Excerpts of pointing data
"""
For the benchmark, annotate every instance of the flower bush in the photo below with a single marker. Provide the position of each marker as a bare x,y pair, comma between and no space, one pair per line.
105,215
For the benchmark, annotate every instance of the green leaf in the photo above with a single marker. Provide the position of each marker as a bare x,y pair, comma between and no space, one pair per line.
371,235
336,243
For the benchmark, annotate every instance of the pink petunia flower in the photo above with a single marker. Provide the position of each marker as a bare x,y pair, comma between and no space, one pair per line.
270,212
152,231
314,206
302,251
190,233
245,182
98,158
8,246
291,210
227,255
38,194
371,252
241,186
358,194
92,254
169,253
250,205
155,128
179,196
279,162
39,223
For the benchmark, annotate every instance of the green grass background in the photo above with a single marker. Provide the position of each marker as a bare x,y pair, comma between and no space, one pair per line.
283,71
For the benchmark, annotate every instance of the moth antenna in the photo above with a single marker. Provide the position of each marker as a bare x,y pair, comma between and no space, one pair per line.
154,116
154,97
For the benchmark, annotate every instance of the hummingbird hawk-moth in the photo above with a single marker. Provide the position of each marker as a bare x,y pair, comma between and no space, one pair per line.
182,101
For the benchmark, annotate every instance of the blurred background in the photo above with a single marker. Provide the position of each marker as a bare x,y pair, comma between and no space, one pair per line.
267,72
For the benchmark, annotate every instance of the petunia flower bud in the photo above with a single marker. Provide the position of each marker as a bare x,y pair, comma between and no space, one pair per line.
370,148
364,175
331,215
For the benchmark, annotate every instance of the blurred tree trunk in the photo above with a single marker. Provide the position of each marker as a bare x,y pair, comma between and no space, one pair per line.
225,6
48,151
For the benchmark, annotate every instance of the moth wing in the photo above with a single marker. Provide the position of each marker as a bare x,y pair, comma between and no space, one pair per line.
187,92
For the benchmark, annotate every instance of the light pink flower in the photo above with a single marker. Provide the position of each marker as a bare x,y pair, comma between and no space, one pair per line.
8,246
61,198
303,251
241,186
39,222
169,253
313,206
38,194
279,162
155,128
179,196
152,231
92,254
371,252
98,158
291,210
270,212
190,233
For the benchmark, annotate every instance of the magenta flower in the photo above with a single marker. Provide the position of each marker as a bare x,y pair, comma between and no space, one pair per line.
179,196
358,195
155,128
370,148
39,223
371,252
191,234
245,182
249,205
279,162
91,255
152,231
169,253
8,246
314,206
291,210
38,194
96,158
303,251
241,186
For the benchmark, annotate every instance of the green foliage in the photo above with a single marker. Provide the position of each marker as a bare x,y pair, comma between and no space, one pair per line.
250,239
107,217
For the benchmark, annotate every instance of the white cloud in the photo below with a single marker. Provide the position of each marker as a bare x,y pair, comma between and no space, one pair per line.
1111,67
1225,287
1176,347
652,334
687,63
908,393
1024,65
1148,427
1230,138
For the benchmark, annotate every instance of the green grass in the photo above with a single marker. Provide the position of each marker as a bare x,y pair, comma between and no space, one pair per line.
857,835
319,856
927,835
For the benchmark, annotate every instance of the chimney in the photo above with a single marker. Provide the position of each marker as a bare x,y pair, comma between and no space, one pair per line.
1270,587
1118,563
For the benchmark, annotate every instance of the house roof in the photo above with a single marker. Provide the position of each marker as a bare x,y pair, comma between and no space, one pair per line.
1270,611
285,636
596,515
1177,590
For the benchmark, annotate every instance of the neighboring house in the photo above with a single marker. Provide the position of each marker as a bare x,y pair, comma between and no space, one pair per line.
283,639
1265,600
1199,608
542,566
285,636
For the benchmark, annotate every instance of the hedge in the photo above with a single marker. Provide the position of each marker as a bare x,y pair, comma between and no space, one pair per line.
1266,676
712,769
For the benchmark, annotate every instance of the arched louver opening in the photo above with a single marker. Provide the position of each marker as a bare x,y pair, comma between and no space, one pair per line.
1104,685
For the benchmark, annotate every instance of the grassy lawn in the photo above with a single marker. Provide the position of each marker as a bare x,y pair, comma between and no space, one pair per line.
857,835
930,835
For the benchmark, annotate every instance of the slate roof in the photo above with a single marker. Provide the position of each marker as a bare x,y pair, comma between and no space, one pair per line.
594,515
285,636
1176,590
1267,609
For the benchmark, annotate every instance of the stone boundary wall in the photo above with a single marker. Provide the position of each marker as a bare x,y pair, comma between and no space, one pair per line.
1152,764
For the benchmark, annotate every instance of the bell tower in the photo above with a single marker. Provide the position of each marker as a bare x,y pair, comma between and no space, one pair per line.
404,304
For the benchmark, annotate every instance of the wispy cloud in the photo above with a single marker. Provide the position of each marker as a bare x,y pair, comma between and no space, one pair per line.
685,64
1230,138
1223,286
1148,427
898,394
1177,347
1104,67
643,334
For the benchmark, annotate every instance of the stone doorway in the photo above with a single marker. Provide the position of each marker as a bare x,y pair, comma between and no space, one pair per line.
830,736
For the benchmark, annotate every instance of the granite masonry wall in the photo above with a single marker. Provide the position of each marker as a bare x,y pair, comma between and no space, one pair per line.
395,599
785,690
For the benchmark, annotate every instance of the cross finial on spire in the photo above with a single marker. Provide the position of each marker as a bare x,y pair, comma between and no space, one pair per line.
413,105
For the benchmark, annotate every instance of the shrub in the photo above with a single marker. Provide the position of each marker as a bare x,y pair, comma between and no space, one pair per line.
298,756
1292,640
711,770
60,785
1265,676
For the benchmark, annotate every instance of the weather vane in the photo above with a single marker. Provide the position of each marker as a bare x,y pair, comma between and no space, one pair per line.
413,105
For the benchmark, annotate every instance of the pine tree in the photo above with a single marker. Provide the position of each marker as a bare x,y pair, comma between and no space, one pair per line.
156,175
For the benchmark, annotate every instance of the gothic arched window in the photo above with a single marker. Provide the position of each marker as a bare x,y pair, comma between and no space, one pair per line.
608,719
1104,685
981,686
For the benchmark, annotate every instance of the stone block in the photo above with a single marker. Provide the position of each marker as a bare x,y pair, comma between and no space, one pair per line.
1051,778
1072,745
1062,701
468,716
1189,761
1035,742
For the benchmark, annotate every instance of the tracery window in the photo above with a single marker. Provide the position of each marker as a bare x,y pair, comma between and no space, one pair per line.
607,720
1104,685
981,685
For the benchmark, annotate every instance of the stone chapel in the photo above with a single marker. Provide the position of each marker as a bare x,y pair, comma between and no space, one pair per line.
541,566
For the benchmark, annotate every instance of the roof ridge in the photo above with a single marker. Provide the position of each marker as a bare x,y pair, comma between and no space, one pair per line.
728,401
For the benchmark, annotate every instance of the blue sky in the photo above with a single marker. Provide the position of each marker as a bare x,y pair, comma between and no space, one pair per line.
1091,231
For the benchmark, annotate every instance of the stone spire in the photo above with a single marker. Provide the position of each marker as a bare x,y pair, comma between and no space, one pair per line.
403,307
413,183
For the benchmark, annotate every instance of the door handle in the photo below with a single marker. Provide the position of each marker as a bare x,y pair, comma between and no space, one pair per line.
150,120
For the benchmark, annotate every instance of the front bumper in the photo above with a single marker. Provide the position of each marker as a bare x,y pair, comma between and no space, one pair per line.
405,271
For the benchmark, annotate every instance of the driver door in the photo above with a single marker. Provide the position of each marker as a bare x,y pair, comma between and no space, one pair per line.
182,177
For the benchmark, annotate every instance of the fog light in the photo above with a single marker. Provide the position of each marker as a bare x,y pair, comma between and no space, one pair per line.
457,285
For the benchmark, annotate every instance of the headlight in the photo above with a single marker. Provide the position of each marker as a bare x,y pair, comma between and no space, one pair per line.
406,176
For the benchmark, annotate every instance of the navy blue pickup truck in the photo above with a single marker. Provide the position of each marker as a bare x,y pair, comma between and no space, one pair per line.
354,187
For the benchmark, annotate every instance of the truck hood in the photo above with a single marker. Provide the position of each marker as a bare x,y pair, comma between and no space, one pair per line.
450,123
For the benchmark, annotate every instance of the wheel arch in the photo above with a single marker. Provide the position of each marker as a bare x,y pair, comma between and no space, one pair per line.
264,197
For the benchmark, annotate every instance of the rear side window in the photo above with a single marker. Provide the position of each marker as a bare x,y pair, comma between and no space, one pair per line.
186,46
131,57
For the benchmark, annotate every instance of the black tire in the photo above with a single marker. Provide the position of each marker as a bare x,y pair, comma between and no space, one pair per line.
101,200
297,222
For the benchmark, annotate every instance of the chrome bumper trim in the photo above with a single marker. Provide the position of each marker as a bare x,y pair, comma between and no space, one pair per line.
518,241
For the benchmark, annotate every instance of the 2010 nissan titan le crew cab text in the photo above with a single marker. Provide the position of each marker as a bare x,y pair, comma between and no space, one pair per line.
"""
Directive → Reproduce, word for word, only the lines from the one that contains "For the benchmark, annotate every instance of the chrome" through the final line.

Full solution →
For the benchmark, annotate every instance of the chrome bumper trim in the photo above with a single marker. Provide the position of each marker as a bare x,y pair, comma between and no space, one pair per line.
518,241
For the benchmark, annotate every instance of the 2010 nissan titan le crew cab text in the photo above with a single marker. Provide the position of each marker as a bare x,y pair, comma between and no space, one pair per line.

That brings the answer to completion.